▶ [Directions for this task]: Omit the pictures, then reproduce exactly the line bearing "units: pixel coordinates" and every line after it up to and including the last line of the entries below.
___
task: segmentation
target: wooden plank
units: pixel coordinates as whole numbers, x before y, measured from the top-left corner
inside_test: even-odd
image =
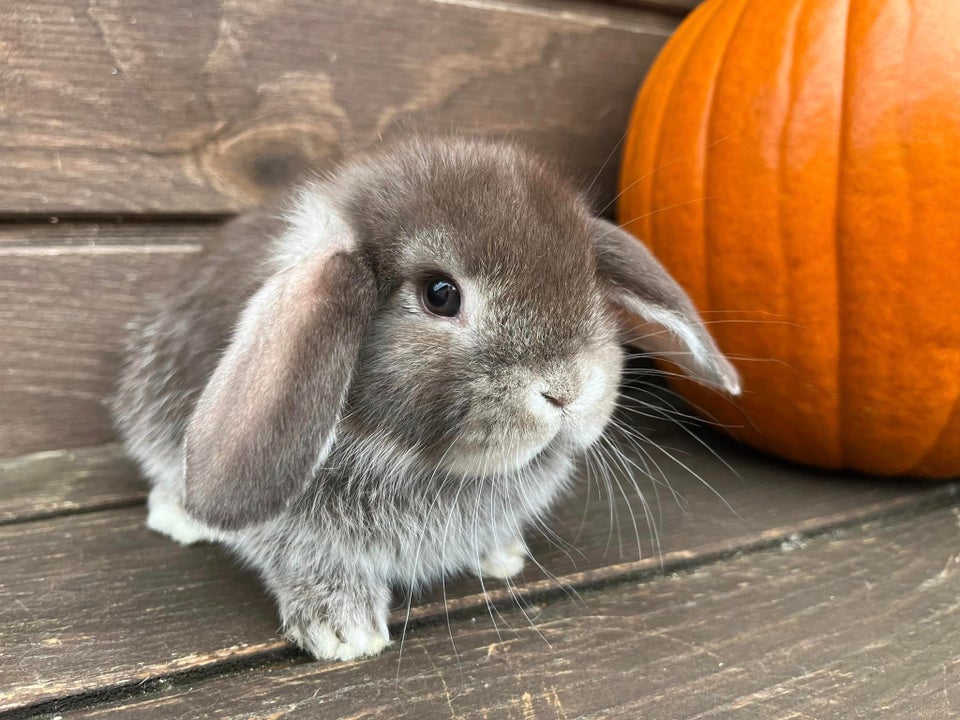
___
▶ [Completed exercise]:
units: pixel coordinates as whole numbers, x before y, measured from the top-left corner
inside_test: even-odd
image =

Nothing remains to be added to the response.